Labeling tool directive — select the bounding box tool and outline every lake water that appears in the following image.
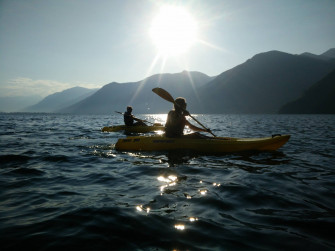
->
[0,114,335,250]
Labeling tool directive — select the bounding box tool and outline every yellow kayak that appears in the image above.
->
[115,135,290,153]
[101,124,164,133]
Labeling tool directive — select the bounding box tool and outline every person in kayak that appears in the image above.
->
[123,106,146,126]
[165,97,210,138]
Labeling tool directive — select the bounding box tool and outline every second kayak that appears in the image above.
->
[101,124,164,133]
[115,135,290,154]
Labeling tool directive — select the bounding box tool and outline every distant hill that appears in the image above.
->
[279,70,335,114]
[22,87,97,112]
[0,95,42,112]
[60,71,213,114]
[199,51,335,113]
[301,48,335,60]
[47,49,335,114]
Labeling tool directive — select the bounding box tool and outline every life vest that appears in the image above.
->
[165,110,186,138]
[123,112,134,126]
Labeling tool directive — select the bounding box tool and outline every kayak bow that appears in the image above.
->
[115,135,290,153]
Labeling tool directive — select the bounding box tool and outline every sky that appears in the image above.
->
[0,0,335,97]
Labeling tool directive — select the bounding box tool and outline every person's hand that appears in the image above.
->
[183,110,191,116]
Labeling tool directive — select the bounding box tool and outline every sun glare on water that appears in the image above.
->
[150,6,197,57]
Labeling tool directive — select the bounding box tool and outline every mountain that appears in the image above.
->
[59,71,213,114]
[279,70,335,114]
[53,49,335,114]
[301,48,335,60]
[0,95,42,112]
[22,87,97,112]
[199,51,335,113]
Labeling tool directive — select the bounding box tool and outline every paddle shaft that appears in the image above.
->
[152,87,216,137]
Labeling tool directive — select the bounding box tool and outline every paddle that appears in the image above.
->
[152,87,216,137]
[115,111,155,125]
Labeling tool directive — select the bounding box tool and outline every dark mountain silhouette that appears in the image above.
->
[279,70,335,114]
[60,71,213,114]
[301,48,335,60]
[22,87,97,112]
[37,49,335,114]
[0,95,42,112]
[199,51,335,113]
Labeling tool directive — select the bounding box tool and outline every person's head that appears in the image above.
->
[127,106,133,112]
[174,97,187,111]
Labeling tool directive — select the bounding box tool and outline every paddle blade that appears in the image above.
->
[152,87,174,103]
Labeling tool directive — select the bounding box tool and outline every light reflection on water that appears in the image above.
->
[0,114,335,250]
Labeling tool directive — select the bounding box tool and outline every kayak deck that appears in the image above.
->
[115,135,290,153]
[101,124,164,133]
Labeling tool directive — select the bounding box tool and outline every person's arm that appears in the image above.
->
[185,120,207,132]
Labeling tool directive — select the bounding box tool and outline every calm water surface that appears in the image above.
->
[0,114,335,250]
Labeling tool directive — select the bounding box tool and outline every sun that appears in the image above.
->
[150,6,197,57]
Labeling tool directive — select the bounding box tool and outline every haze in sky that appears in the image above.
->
[0,0,335,97]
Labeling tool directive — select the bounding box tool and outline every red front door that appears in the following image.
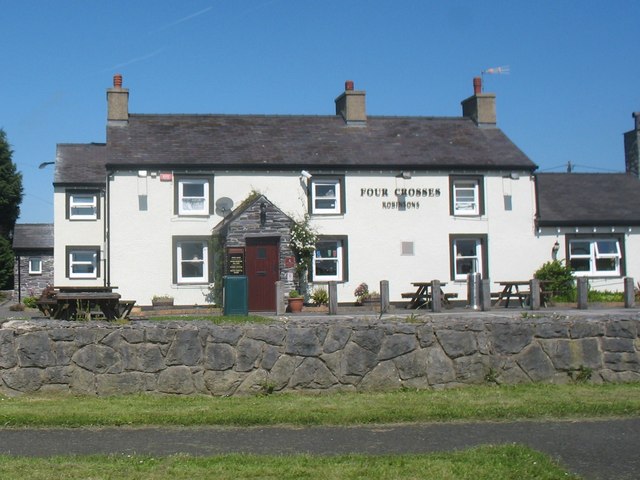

____

* [WHAT IS ASKED] Rewrite all of the data above, switching "bounding box tool" to "rectangle tool" wherever it occurs and keeping every other part unchanged. Leave the pictures out of your output.

* [SOLUTION FOR THIS PROBLEM]
Labeling tool directive — select the rectangle tool and outline every lake water that appears in the following image.
->
[0,114,335,250]
Labeling tool directive — select the rectangle tool and outline every yellow kayak that appears in the image above.
->
[115,135,290,153]
[101,124,164,133]
Labeling tool directive — select the rectangle tool and outline every person in kayak that appears in the image above.
->
[123,106,146,126]
[165,97,210,138]
Labeling tool directive — select the rectangle tool and outline every second kayak that appears in the image above.
->
[101,124,164,133]
[115,135,290,154]
Labeling tool directive — select the rectangle tool and outline every distant hill that appears in the image above.
->
[279,70,335,114]
[22,87,97,112]
[0,95,42,112]
[60,71,213,114]
[199,51,335,113]
[301,48,335,60]
[47,49,335,114]
Labeling tool directive — select the rectangle tool and outline every life vest that appears in the image above.
->
[165,110,186,138]
[123,112,134,126]
Labeling tool directive — select the rectangle tool and outline every kayak bow that appears in the image above.
->
[115,135,290,153]
Labeling tool directive — select the rectangle tool and outline every sky that appears in the image above.
->
[0,0,335,97]
Labeling tool directive — select the rectangle tool and outline every person's hand that appears in the image above.
->
[183,110,191,116]
Labeling tool directive — select the rectangle tool and outline every sun glare on water that appears in the image above.
->
[150,6,197,57]
Labeling tool directive — select the rectangle tool and outline every mountain that appears in the image above.
->
[59,71,213,114]
[279,70,335,114]
[53,49,335,114]
[301,48,335,60]
[0,95,42,112]
[22,87,97,112]
[199,51,335,113]
Labeling tool directive — select the rectangle tool and outline every paddle shaft that appears in the image above.
->
[152,87,216,137]
Labeling tool directive — select the rectangle tool and outline every paddle that appears in the image above.
->
[152,87,216,137]
[115,111,155,125]
Labeling tool directive — select the rectangle tool and outline every dark mountain silhouette that appears in the image above.
->
[279,70,335,114]
[60,71,213,114]
[301,48,335,60]
[22,87,97,112]
[37,49,335,114]
[0,95,42,112]
[199,51,335,113]
Labeling tool directive — select the rectangle tool and outline every person's head that appears in the image above.
->
[127,106,133,112]
[174,97,187,111]
Labeling tool directive — select the rectangle tool and outline every paddle blade that appears in the image above.
->
[152,87,174,103]
Labeling tool directive — select the rectangle tool and outline every light reflection on water that appears in the image above.
->
[0,114,335,250]
Labeling tool directive — select the rectangle tool and outline every kayak deck that appears in the image above.
->
[115,135,290,153]
[101,124,164,133]
Labeling tool directive — select the rectangle tool and outline every person's arm that appears in the image above.
->
[185,120,207,132]
Labeling tool directive — select the rectangle tool and outline every calm water surface that appears in the image above.
->
[0,114,335,250]
Labeling tool directive — select the rectangle tool and outline every sun that appears in the image above.
->
[150,6,197,57]
Labeling tool directive — select the rectangle tool and outline every haze in sky that appears in the image above.
->
[0,0,335,97]
Labeling tool directive — select the rectangle tool and outline every red front door that appears in the following image.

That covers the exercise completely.